Exercise description: Collect every line of the material below that contains the word "white", and reproduce each such line in full.

-- START OF Source data --

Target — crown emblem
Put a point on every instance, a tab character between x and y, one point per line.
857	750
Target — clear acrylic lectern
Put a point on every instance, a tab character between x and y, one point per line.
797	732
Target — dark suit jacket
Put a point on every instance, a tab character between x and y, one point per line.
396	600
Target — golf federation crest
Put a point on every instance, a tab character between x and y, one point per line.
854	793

-- END OF Source data --
-- START OF Source data --

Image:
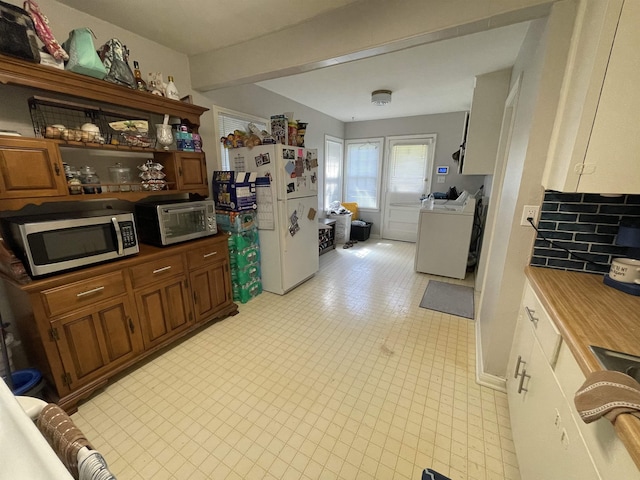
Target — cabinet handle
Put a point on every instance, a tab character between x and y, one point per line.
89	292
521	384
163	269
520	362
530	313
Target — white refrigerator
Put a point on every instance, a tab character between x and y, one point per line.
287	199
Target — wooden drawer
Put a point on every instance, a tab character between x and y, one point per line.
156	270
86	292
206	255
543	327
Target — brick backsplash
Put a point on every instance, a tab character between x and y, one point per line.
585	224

-- END OF Source data --
-- START OF Source data --

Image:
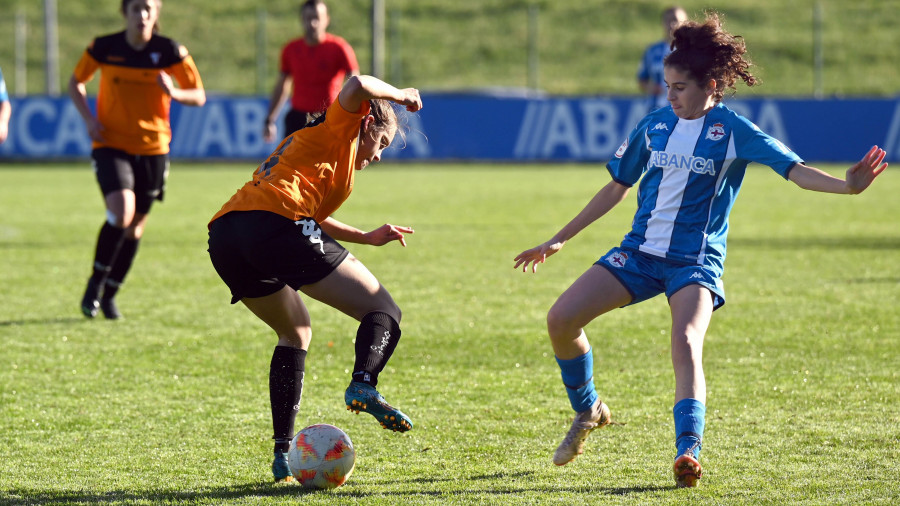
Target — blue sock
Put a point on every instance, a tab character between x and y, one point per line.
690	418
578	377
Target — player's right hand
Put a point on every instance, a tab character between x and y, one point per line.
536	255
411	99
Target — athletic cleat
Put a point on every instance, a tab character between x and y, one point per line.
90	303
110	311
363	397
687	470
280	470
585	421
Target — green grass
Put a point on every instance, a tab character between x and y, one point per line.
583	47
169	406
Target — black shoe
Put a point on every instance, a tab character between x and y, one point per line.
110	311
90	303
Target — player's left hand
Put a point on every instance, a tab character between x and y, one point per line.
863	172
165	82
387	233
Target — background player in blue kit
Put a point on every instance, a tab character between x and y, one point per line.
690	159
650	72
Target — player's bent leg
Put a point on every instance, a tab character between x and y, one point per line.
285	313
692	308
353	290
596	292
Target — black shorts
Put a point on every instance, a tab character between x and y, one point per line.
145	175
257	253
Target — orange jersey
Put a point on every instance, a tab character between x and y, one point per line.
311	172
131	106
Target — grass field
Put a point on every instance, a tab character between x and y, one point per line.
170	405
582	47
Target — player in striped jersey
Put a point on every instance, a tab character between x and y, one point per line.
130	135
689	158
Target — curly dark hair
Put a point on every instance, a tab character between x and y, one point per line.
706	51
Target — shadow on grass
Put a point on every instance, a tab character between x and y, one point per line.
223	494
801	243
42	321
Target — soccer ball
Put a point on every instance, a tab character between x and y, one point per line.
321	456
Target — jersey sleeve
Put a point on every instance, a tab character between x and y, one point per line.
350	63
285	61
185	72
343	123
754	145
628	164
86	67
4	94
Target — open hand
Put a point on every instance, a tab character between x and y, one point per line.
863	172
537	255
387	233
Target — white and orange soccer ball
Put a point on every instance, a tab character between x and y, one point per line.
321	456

-- END OF Source data --

Reply:
Target — white refrigerator
Target — white and orange soccer ball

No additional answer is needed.